Start ARTICLE
Despite efforts by Japanese trade officials and passionate sommeliers, international recognition of Hokkaido’s Yamasachi remains minimal. Rebecca Lo investigates what is being done to raise its profile.
Yamasachi grapes at Tokachi Wine’s vineyards
At a Japanese External Trade Organisation (JETRO) panel discussion featuring wine from Hokkaido held during Restaurant Bar Hong Kong (RBHK) 2025, sommelier Abe Masahisa introduced the merits of a 2022 vintage of Yamasachi wine produced by Tokachi Wine.
Situated in Ikeda Town in eastern Hokkaido, Tokachi is a boutique winery and one of just 10 out of the northern Japanese island’s 73 wine producers cultivating Yamasachi, a local grape.
Yamasachi came about when Japan first began exploring cultivation of hybrid Old World grapes on its own turf. Ikeda Town was earmarked for viticulture experimentation as it boasted one of the few government-operated wineries in Japan.
After the commercial failure of French hybrid Kiyomi due to the intense labour necessary to manually tend to its vines, Ikeda Town began developing its own varietals that could withstand the extreme climatic conditions of northern Japan. Several decades and more than 20,000 crossbreeds, cultivation experiments and vinification tests later, Yamasachi emerged as the standout grape in 1978.

“It can withstand temperatures as low as -35°C, and offers excellent colour and aroma,” noted Tadashi Furuhata, chief of JETRO’s Hokkaido office. In 2006, it was officially registered as a grape variety by Japan’s Ministry of Agriculture. The grape was only officially recognised by the International Organisation of Vine and Wine (OIV) in 2020.
Despite the fact that Yamasachi boasts nearly five decades of cultivation history, most people outside of Japan’s northern island have never heard of the grape, much less tried the wine. This has, in turn, become a vicious cycle; the lack of knowledge leading to a lack of demand.
End ARTICLE
## [INSTRUCTIONS]
1 > What temperature can the Yamasachi grape withstand, according to the article?
2 > Quote the section of the Yamasachi article that starts with the words containing "After the commercial" and ends with "(OIV) in 2020.".
Start ENTRIES PROVIDED
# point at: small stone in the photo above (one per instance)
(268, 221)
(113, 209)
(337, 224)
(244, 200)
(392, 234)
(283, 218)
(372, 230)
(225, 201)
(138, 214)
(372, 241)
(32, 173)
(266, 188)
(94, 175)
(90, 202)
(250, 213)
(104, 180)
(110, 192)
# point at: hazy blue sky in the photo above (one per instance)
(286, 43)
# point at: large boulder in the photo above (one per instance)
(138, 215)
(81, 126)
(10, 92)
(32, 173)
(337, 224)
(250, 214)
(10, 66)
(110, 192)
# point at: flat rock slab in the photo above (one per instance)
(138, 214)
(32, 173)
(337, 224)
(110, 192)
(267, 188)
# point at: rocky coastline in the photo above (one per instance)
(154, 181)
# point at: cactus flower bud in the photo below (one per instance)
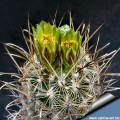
(70, 44)
(46, 38)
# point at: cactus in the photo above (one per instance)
(61, 78)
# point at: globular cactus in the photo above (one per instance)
(61, 78)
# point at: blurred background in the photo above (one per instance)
(15, 13)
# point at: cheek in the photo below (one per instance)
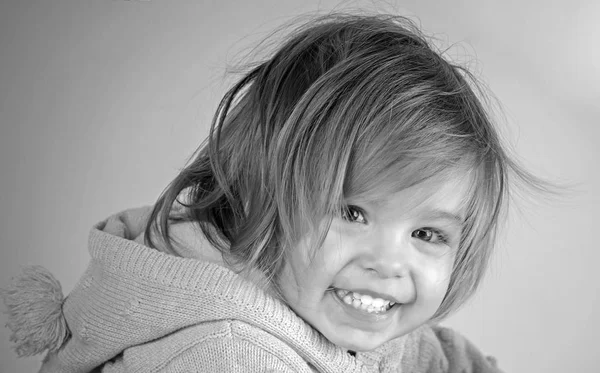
(434, 279)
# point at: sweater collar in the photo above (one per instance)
(195, 291)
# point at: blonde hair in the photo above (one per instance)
(348, 105)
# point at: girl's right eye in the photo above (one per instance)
(353, 214)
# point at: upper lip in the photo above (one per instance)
(375, 294)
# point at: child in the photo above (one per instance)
(346, 200)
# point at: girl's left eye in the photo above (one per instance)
(353, 214)
(430, 235)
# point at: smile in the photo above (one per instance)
(364, 302)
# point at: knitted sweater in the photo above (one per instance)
(138, 309)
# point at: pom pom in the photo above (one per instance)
(34, 307)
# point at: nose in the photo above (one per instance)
(389, 253)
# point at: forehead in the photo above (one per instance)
(437, 197)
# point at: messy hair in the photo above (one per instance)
(348, 105)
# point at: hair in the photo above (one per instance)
(348, 105)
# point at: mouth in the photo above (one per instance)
(364, 302)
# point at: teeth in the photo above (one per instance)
(364, 302)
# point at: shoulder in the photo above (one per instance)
(217, 346)
(440, 349)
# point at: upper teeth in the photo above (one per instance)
(365, 299)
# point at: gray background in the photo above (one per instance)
(101, 102)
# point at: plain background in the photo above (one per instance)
(101, 102)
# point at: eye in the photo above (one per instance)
(353, 214)
(430, 235)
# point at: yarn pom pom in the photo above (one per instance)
(34, 307)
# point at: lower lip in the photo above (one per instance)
(370, 318)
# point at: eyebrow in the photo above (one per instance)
(445, 215)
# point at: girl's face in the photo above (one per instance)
(384, 267)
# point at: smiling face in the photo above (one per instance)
(383, 269)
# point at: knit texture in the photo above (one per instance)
(138, 309)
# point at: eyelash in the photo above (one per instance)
(442, 239)
(347, 214)
(354, 214)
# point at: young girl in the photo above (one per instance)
(346, 200)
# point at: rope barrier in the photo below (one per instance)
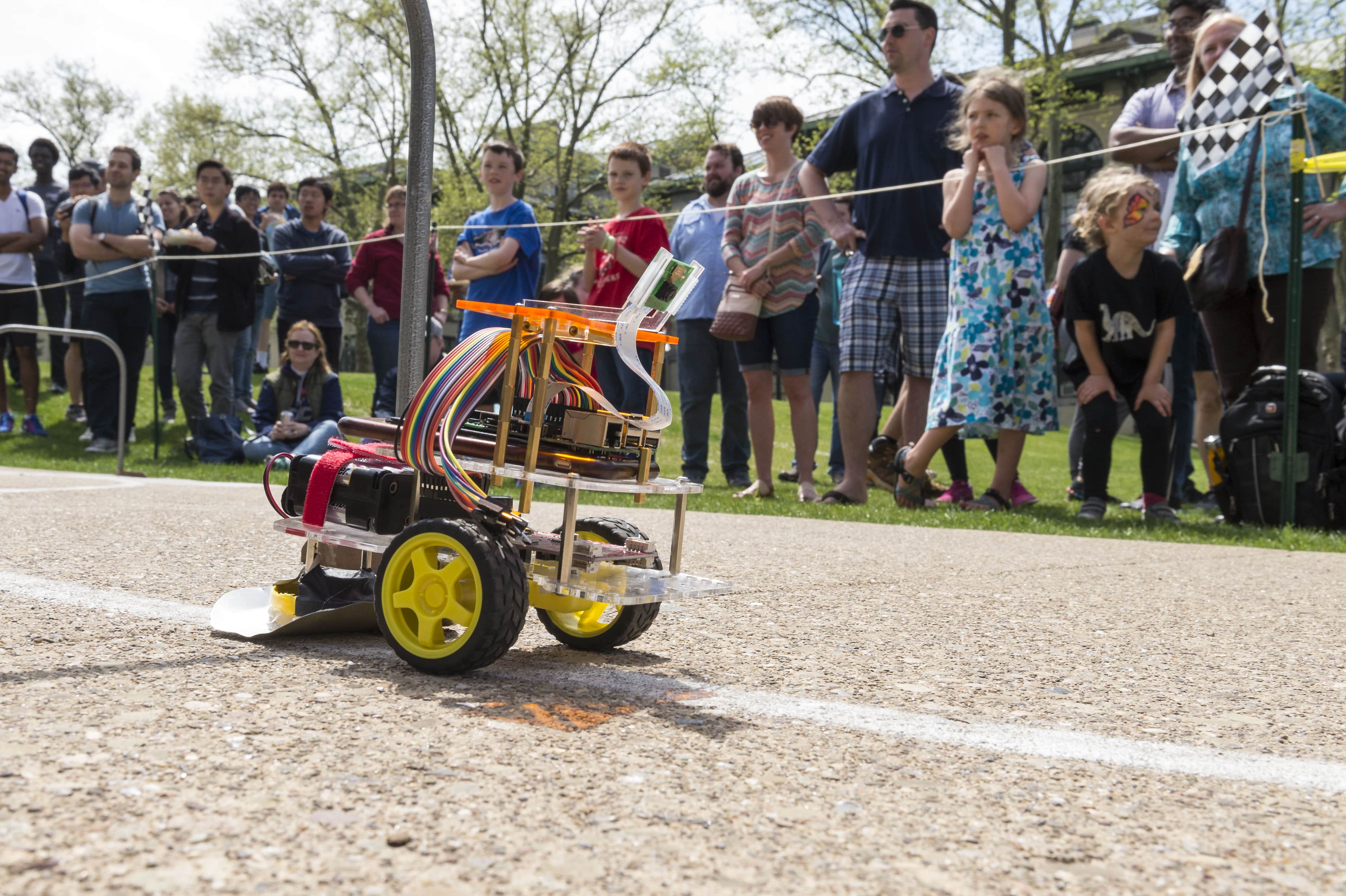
(664, 214)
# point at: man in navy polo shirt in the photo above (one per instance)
(898, 280)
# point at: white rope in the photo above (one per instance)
(602, 221)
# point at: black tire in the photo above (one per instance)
(501, 605)
(632, 621)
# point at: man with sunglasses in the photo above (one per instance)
(216, 298)
(1151, 113)
(898, 280)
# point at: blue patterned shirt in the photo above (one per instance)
(1207, 202)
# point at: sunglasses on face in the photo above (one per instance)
(897, 32)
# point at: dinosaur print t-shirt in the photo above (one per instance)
(1124, 311)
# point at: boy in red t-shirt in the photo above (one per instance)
(616, 256)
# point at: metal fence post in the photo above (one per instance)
(1294, 295)
(411, 349)
(122, 366)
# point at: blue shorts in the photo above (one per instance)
(789, 337)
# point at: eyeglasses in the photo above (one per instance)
(897, 32)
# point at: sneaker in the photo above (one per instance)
(958, 492)
(1019, 496)
(883, 453)
(1092, 510)
(1161, 513)
(103, 447)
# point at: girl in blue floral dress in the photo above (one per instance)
(995, 372)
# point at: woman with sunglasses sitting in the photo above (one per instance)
(301, 401)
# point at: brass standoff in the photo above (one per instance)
(535, 431)
(516, 331)
(656, 372)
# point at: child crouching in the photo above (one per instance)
(1122, 302)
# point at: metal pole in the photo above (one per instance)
(1294, 295)
(122, 366)
(411, 350)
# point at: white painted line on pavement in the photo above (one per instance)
(748, 704)
(72, 595)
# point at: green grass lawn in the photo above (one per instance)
(1042, 470)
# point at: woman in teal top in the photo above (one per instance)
(1241, 338)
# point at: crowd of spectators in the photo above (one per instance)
(936, 291)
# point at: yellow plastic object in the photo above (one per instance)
(1326, 163)
(283, 598)
(590, 619)
(430, 580)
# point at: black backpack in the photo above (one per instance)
(1251, 432)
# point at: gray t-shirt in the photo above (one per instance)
(124, 221)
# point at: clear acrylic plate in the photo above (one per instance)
(548, 478)
(626, 586)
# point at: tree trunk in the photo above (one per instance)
(1052, 236)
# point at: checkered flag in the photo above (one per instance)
(1240, 85)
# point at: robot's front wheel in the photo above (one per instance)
(602, 626)
(450, 596)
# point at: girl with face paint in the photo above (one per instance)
(1120, 303)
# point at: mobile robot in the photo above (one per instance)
(402, 533)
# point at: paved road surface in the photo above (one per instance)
(878, 710)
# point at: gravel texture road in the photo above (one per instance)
(877, 710)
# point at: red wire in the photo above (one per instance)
(266, 484)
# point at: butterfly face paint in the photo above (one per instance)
(1137, 209)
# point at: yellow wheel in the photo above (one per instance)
(450, 598)
(602, 626)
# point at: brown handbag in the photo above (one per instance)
(740, 310)
(737, 317)
(1217, 272)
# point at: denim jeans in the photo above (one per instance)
(200, 341)
(620, 384)
(245, 357)
(704, 361)
(1184, 361)
(124, 317)
(383, 345)
(315, 443)
(827, 361)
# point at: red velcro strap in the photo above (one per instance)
(321, 482)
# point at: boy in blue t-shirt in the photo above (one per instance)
(500, 249)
End ENTRIES PROVIDED
## [PROBLEM SOLUTIONS]
1 > As low as -35°C.

2 >
After the commercial failure of French hybrid Kiyomi due to the intense labour necessary to manually tend to its vines, Ikeda Town began developing its own varietals that could withstand the extreme climatic conditions of northern Japan. Several decades and more than 20,000 crossbreeds, cultivation experiments and vinification tests later, Yamasachi emerged as the standout grape in 1978.

“It can withstand temperatures as low as -35°C, and offers excellent colour and aroma,” noted Tadashi Furuhata, chief of JETRO’s Hokkaido office. In 2006, it was officially registered as a grape variety by Japan’s Ministry of Agriculture. The grape was only officially recognised by the International Organisation of Vine and Wine (OIV) in 2020.